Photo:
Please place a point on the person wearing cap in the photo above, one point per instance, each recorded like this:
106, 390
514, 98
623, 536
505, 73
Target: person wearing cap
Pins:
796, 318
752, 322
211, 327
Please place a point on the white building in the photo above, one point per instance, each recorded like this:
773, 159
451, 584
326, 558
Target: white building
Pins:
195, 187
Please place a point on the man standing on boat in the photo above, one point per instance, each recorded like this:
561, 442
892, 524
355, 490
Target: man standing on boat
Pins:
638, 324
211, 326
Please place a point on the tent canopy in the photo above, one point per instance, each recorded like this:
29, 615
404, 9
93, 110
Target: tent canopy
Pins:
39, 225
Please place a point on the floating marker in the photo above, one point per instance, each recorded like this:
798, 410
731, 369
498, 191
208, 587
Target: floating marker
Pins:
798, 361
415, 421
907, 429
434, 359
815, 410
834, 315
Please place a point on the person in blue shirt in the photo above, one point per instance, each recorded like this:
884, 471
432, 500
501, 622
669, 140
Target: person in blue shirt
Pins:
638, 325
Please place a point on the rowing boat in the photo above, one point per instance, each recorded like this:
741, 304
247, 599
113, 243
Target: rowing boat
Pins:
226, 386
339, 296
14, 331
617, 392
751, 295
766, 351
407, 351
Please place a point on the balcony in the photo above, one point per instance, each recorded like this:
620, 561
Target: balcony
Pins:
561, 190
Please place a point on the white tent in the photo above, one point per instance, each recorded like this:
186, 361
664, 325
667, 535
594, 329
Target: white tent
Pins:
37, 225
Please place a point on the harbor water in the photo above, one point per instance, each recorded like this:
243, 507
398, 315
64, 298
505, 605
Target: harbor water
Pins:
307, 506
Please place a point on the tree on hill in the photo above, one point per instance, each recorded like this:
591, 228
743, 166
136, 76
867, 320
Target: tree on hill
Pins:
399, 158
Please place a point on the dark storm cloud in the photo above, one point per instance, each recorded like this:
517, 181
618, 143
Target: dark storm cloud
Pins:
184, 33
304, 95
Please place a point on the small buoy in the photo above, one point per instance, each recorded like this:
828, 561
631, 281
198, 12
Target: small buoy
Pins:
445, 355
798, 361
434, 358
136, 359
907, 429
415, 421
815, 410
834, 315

☆ ☆ ☆ ☆ ☆ ☆ ☆

YOUR GOAL :: Hand back the material above in full, exactly as written.

SOLUTION FOR THIS TASK ::
Photo:
Please place a point on the person wearing cap in the photo above, one point per instance, each recorded like this:
106, 390
514, 98
623, 536
505, 73
Target: person wearing cap
Pins:
796, 318
752, 322
211, 327
Please place a point on the white building in the photo above, one point per instance, each recorded like this:
773, 159
451, 584
326, 558
Target: white building
Pins:
195, 187
Please place a point on the man standing on boat in the photo above, one point per instance, each recorded like this:
561, 442
892, 524
355, 490
Target: man standing on boat
Pins:
638, 324
211, 326
Please place a point on the tent canopy in the photo above, one point per instance, each recorded like this:
29, 615
404, 9
93, 110
Target: tent canopy
Pins:
39, 225
Please place a point on the floating marker in the photo above, one point per instance, each recorded like this:
798, 410
731, 369
498, 191
208, 587
Target: floating marker
Pins:
798, 361
415, 421
907, 429
434, 359
815, 410
834, 315
Please place a point on the person in blue shirt in the photo above, one point per instance, each recorded like this:
884, 471
432, 500
501, 622
669, 140
Target: person in blue shirt
Pins:
638, 325
Please place a point on the rowing boat in the photo above, one point per instance, each recorded like this:
741, 304
247, 599
113, 243
Target: rowing boat
Pins:
226, 386
339, 296
14, 331
617, 392
751, 295
766, 351
407, 351
Please place a point on the balcony in the photo above, one point per instance, each recorded like this:
620, 561
Target: balcony
Pins:
561, 190
Please place a point on the white tent in the photo above, one point per instance, each recorded like this:
186, 361
664, 325
667, 535
594, 329
Target: white tent
Pins:
37, 225
Please place a point on the harbor water in the photo above, one point per instance, each recorded like this:
243, 507
398, 315
64, 298
505, 605
Target: harbor water
Pins:
307, 506
Please place a point on the tree on hill in the photo above, one point per instance, each recorded like this:
591, 228
743, 166
136, 76
867, 320
Target: tree on hill
Pins:
399, 158
Please place a point on the dark storm cloud in the photo above, one point per instance, each recorded like this:
517, 181
618, 143
Target: dark storm cloud
Pins:
184, 33
304, 95
Please place a point on the small buoy in the photo above, one point per instance, each recorded like this:
828, 561
631, 281
198, 12
Target: small buoy
Pins:
445, 355
798, 361
434, 358
136, 359
907, 429
415, 421
815, 410
834, 315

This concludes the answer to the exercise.